### Data for processing
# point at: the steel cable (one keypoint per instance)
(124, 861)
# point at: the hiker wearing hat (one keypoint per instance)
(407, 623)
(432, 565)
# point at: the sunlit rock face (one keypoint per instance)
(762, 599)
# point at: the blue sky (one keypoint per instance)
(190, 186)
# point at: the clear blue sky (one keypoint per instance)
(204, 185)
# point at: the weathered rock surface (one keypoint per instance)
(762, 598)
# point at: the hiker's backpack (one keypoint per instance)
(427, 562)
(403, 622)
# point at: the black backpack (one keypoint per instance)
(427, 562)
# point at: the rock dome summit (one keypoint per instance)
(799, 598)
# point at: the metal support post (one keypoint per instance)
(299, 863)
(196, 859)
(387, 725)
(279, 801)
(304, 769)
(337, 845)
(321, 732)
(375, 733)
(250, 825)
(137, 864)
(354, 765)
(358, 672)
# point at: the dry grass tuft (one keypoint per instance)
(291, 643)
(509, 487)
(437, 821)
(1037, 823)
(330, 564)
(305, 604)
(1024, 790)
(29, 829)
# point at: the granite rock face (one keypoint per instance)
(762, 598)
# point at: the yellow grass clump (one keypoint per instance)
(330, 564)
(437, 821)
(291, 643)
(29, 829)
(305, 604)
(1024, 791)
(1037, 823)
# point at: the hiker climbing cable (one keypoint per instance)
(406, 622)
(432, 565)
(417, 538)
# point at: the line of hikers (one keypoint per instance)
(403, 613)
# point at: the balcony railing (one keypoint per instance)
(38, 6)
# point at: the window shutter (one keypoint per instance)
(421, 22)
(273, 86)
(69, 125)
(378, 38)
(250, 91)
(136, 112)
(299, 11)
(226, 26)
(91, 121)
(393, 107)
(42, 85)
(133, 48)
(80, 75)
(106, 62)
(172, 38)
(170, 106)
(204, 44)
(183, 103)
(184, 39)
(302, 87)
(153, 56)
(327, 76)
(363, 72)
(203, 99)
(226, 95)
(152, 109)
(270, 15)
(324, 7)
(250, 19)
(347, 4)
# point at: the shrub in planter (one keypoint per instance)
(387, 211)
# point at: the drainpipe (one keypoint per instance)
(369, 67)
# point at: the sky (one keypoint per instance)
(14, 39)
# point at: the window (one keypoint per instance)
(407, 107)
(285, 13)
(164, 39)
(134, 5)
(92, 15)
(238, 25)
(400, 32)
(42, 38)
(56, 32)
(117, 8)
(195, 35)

### Exercise objective
Extract each line from the listing above, please, and repeat it exactly.

### Response to this task
# point at: the steel cable (one keypoint per instance)
(124, 861)
# point at: the hiker wearing hat (one keypoint per instance)
(407, 623)
(432, 565)
# point at: the sunlit rock face (one keypoint per instance)
(762, 599)
# point at: the blue sky (one keypoint per instance)
(190, 186)
# point at: the clear blue sky (one keypoint per instance)
(204, 185)
# point at: the weathered rock surface (one keypoint per instance)
(762, 598)
# point at: the hiker's backpack (one keypoint per instance)
(427, 562)
(403, 622)
# point at: the black backpack (one keypoint per instance)
(427, 562)
# point at: the rock dome summit (one keypoint per instance)
(799, 598)
# point at: the metal support post (one keypoint per instance)
(299, 863)
(196, 859)
(387, 725)
(279, 801)
(304, 769)
(337, 845)
(321, 732)
(375, 733)
(250, 825)
(137, 864)
(354, 765)
(358, 672)
# point at: the dry grass tuft (one keypoint per instance)
(291, 643)
(509, 487)
(437, 821)
(1037, 823)
(330, 564)
(305, 604)
(1024, 790)
(29, 829)
# point at: the granite rock face (one keypoint per instance)
(762, 598)
# point at: the yellow grass clump (one keypoint per instance)
(330, 564)
(437, 821)
(291, 643)
(29, 829)
(305, 604)
(1024, 791)
(1037, 823)
# point at: the hiker climbing cable (one keypoint per instance)
(406, 622)
(432, 565)
(417, 538)
# point at: the line of hikers (one keypoint per instance)
(403, 613)
# point at: the balcony railing (one keypoint per instance)
(38, 6)
# point at: the window shutter (one keypoint per instance)
(421, 22)
(273, 86)
(69, 125)
(378, 38)
(250, 91)
(136, 112)
(299, 11)
(226, 26)
(91, 121)
(393, 107)
(42, 85)
(133, 48)
(80, 75)
(106, 62)
(172, 38)
(170, 106)
(204, 44)
(183, 103)
(184, 39)
(302, 87)
(153, 56)
(327, 76)
(363, 72)
(203, 99)
(226, 95)
(152, 109)
(270, 15)
(324, 7)
(250, 19)
(347, 4)
# point at: the shrub in planter (one keypoint per instance)
(387, 211)
# point at: the drainpipe (one keypoint per instance)
(369, 67)
# point at: the sky (one keypoint per instance)
(14, 39)
# point at: the window (one keypoint per instance)
(407, 107)
(285, 13)
(164, 39)
(134, 5)
(92, 15)
(238, 25)
(400, 32)
(42, 38)
(56, 32)
(117, 8)
(195, 35)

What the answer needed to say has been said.